[Excerpted passage]
§ §
How To Avoid a DUI and What To Do If Stopped For A DUI

Posted by Russell West | Jun 19, 2013 | 0 Comments

If you have been drinking enough to be drunk then simply don't drive. The risks are to great to have an accident and hurt someone or yourself.  You could wreck your car and other property costing you lots of money. Another prime reason not to drive if you are drunk is you may be arrested which can lead to loss of license, jail time, fines, and higher insurance rates.

But most people know that you don't have to feel like you are drunk to be arrested, charged with drunk driving, and found guilty. Even if you think you are driving responsibly things can happen leading to an inadvertent accident which may be the other drivers fault. Any alcohol in your system may be grounds to determine the accident was your fault. Just because you feel you are driving good and only drank a little does not mean you cannot be charged with a DUI.

Does this seem right? Is this the best use of our legal system arresting people for drunk driving even though they were below the legal limit?

The vast majority of public does like to drink anywhere from an occasional drink up to those who may have a drinking problem. To completely avoid the possibility of a DUI you need to drink zero alcohol. This means no enjoying a glass of wine with dinner, no beer after a day of skiing or golfing, no champagne at a wedding, no meeting friends for a drink after work, and all the other reasons people enjoy having a drink.  You can see the problem with where we are in today's age. However if you do choose to drink and drive there are some basic steps to do and think about to lessen the chances of being stopped and arrested for driving while under the influence.

Your Automobile

A police officer needs a reason to pull over a vehicle.  There must be some violation of a statute or law for the stop to be considered a legal stop. With that being said the police can almost always find some reason to pull a car over if they really want to. But generally they will pick a vehicle that is doing something that will be easy to justify such as speeding, failure to signal, swerving over lane lines, or having a mechanical problem with their car such as a light out. Therefore if you are obeying normal driving laws we all know about and don't have mechanical issues you won't have a cause to be pulled over. These type of stops are all avoidable.
§ §
[Data rows]

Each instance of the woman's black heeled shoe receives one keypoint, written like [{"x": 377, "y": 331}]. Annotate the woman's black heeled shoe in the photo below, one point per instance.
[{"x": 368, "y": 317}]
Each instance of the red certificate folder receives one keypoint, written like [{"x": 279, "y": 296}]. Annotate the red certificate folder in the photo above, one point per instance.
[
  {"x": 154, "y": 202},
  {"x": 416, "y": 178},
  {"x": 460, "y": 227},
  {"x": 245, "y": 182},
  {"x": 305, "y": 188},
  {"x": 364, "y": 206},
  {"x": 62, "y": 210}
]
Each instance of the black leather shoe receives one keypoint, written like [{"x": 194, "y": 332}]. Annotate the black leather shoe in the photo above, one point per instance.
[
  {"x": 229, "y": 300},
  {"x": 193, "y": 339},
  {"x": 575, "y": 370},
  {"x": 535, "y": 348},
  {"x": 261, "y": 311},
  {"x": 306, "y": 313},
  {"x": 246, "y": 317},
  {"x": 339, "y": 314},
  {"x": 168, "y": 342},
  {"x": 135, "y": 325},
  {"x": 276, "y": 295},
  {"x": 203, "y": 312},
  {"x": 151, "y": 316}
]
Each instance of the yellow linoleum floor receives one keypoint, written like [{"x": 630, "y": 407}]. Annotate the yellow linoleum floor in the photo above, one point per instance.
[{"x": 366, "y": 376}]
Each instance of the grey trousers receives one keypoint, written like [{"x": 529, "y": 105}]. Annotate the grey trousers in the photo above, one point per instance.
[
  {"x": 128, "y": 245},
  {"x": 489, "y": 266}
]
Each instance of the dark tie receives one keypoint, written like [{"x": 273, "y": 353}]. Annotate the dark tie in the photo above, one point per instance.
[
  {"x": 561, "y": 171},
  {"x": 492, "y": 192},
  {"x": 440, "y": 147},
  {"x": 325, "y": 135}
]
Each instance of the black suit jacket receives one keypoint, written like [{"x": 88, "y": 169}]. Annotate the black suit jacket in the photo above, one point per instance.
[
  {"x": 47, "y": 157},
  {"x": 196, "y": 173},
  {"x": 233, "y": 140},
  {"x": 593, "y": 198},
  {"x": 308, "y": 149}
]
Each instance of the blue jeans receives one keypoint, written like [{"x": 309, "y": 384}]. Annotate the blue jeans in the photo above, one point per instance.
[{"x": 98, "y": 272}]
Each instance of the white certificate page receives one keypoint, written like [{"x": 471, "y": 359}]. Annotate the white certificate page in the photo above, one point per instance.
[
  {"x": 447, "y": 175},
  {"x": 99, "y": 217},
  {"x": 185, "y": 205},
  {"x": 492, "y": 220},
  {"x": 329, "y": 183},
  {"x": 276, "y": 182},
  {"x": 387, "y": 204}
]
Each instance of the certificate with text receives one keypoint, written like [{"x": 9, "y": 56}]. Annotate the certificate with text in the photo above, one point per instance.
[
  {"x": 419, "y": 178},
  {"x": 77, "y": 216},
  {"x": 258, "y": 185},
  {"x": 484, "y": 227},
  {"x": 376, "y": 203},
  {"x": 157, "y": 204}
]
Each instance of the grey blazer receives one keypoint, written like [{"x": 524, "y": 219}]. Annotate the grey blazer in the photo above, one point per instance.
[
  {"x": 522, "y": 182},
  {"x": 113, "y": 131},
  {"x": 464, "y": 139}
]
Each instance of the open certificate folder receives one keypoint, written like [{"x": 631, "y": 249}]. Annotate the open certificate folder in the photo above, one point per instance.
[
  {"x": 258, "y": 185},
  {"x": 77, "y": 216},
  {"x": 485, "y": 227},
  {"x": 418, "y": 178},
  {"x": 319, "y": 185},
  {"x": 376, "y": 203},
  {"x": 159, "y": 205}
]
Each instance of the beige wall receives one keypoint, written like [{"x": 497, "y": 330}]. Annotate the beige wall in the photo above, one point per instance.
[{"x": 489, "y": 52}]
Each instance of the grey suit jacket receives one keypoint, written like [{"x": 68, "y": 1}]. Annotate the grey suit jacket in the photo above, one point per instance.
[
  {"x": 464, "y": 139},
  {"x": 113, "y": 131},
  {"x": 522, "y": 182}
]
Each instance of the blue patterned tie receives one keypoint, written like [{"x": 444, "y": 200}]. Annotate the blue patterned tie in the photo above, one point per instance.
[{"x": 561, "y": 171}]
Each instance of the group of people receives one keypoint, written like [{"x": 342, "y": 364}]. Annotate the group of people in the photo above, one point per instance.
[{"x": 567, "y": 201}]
§ §
[Parts of the exercise]
1 > What does the DUI post say is required for a stop to count as a legal stop?
2 > Do the following statements agree with the DUI post? Answer yes or no for each, quoting the words of the post that decide it.
(a) A police officer needs a reason to pull over a vehicle.
(b) You must feel drunk in order to be charged with drunk driving.
(c) A light being out is given as an example of a mechanical problem.
3 > Extract everything in the DUI post from "Posted by Russell" down to "higher insurance rates.".

[Replies]
1 > There must be some violation of a statute or law.

2 >
(a) Yes: "A police officer needs a reason to pull over a vehicle."
(b) No: "you don't have to feel like you are drunk to be arrested, charged with drunk driving, and found guilty."
(c) Yes: "having a mechanical problem with their car such as a light out."

3 >
Posted by Russell West | Jun 19, 2013 | 0 Comments

If you have been drinking enough to be drunk then simply don't drive. The risks are to great to have an accident and hurt someone or yourself.  You could wreck your car and other property costing you lots of money. Another prime reason not to drive if you are drunk is you may be arrested which can lead to loss of license, jail time, fines, and higher insurance rates.